# Work to do
What follows is a block of records; restate each one word for word.

::: Data lines

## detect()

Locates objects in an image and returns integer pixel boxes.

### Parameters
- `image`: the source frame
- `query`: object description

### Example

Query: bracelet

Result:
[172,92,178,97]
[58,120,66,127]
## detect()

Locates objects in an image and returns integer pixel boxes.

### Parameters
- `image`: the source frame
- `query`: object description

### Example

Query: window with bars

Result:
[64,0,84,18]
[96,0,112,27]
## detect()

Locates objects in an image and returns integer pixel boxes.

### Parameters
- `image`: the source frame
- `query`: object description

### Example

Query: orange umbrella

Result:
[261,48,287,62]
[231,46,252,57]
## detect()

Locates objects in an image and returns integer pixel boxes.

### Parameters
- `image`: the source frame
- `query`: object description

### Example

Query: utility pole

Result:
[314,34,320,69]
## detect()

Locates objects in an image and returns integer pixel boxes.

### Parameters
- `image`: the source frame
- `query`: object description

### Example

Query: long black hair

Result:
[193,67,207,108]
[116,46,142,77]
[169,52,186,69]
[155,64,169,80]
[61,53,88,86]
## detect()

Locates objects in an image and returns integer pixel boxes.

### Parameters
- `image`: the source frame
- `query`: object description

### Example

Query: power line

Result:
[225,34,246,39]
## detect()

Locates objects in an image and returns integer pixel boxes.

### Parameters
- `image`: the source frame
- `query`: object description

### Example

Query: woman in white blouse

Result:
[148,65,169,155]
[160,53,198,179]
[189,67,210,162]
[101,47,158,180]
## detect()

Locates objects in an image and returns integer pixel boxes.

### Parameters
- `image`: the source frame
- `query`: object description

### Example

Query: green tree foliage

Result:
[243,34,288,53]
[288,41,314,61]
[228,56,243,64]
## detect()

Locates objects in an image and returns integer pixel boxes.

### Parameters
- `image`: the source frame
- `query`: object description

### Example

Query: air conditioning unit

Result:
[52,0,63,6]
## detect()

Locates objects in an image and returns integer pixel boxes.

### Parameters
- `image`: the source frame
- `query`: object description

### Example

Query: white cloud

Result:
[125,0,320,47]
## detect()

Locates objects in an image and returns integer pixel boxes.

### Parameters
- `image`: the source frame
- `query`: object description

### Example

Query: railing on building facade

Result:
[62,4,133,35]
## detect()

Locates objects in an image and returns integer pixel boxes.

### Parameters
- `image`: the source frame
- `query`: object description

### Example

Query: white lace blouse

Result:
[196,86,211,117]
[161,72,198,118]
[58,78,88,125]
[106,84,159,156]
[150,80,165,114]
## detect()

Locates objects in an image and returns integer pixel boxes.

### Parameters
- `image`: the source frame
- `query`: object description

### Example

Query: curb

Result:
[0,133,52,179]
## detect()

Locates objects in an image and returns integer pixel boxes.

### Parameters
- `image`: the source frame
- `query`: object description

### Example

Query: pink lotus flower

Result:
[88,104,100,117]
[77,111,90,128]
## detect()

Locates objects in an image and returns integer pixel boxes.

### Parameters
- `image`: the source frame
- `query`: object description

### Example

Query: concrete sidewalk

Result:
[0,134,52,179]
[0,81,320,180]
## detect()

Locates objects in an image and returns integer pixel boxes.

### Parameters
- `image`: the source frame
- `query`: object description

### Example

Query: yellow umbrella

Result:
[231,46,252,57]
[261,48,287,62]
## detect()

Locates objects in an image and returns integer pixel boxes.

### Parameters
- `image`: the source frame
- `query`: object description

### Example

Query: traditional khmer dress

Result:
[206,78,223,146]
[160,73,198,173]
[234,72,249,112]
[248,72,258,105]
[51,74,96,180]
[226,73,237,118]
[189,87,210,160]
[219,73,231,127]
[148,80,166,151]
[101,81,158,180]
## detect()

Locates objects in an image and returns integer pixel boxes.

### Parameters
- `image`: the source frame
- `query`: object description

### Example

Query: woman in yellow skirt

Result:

::::::

# Answer to this exercise
## detect()

Locates objects in an image and returns integer pixel boxes.

### Parameters
- `image`: the source frame
- `query`: object description

### Example

Query: bracelet

Result:
[172,92,178,97]
[58,120,66,127]
## detect()

Locates objects in an image and returns integer pixel boxes.

### Parameters
- `image`: the source frame
- `query`: object description

### Example

Query: window with bars

Result:
[64,0,84,18]
[96,0,112,27]
## detect()

Locates objects in an image and returns integer pixel boxes.

### Parameters
- `image`: the source frame
- `query`: object description

### Example

Query: orange umbrella

Result:
[261,48,287,62]
[231,46,252,57]
## detect()

Locates objects in an image and returns integer pixel boxes.

### Parameters
- `image`: the source frame
- `query`: object description

### Example

Query: utility pole

Result:
[314,34,320,69]
## detect()

Locates objects in an image and returns integer pixel boxes.

### Parameters
- `image`: the source frame
- `query`: object description

### Example

Query: long black hair

Result:
[193,67,207,108]
[116,46,142,77]
[169,52,186,69]
[155,64,169,80]
[61,53,88,86]
## detect()

Locates objects in an image and returns integer pixel boxes.

### Parameters
- `image`: the source frame
- `query`: object description

### Example

Query: power line

Result:
[225,34,246,39]
## detect()

Locates objects in an image and returns integer pixel boxes.

### Parameters
- `image`: the source frame
- `query`: object description

### Example

Query: woman in white blouse

Result:
[148,65,169,155]
[160,53,198,179]
[189,67,210,162]
[101,47,158,180]
## detect()

Locates objects in an image and returns integer pixel boxes.

### Parameters
- `image`: the source frame
- `query`: object description

### Example

Query: green tree foliage

Result:
[243,34,288,53]
[288,41,314,61]
[228,56,243,64]
## detect()

Locates objects in an image and returns integer pixel boxes.

### Parameters
- `image`: the source frame
- `query`: object description

### Example

Query: air conditioning unit

Result:
[52,0,63,6]
## detect()

Locates objects in an image and returns integer pixel boxes.

### Parameters
- `image`: the source frame
- `query`: object description

### Example

Query: white cloud

Result:
[125,0,320,47]
## detect()

Locates objects in an image and returns integer pixel boxes.

### Parameters
- `image`: the source frame
- `query`: object description

### Example

Query: railing on building facade

Result:
[62,4,133,35]
## detect()

Locates objects in an image and returns integer pixel boxes.

### Parameters
- `image`: the source frame
- `query`: object description

### Example

Query: white lace blouse

Result:
[196,86,211,117]
[161,72,198,118]
[58,78,88,125]
[106,84,159,156]
[150,80,165,114]
## detect()

Locates objects in an image and returns integer pixel boxes.

### Parameters
- `image`: the source frame
- `query`: object description

### Example

Query: curb

Result:
[0,133,52,179]
## detect()

Locates objects in an image and returns integer pixel boxes.

### Parameters
- `image`: the source frame
- `query`: object description

### Example

Query: pink lotus flower

Result:
[88,104,100,117]
[77,111,90,128]
## detect()

Locates objects in an image and returns integer pixel boxes.

### Parameters
- `image`: the source frame
- `query`: object description

### Example

Query: concrete sidewalk

Result:
[0,134,52,179]
[0,81,320,180]
## detect()

Locates objects in an image and returns integer pixel boxes.

### Parameters
- `image`: the source frame
- `query`: object description

### Example

Query: yellow umbrella

Result:
[231,46,252,57]
[261,48,287,62]
## detect()

Locates objects in an image and returns integer pixel boxes.

### Parameters
- `image`: the source frame
- `query`: object description

### Example

Query: traditional khmer dress

Result:
[206,78,223,146]
[160,73,198,173]
[234,72,249,112]
[248,72,258,105]
[51,74,96,180]
[226,73,237,118]
[189,87,210,160]
[219,73,231,127]
[148,80,166,151]
[101,81,158,180]
## detect()

Locates objects in an image and returns integer pixel boxes.

### Parameters
- `image`: the source frame
- `query`: object description

### Example

Query: woman in yellow skirt

Result:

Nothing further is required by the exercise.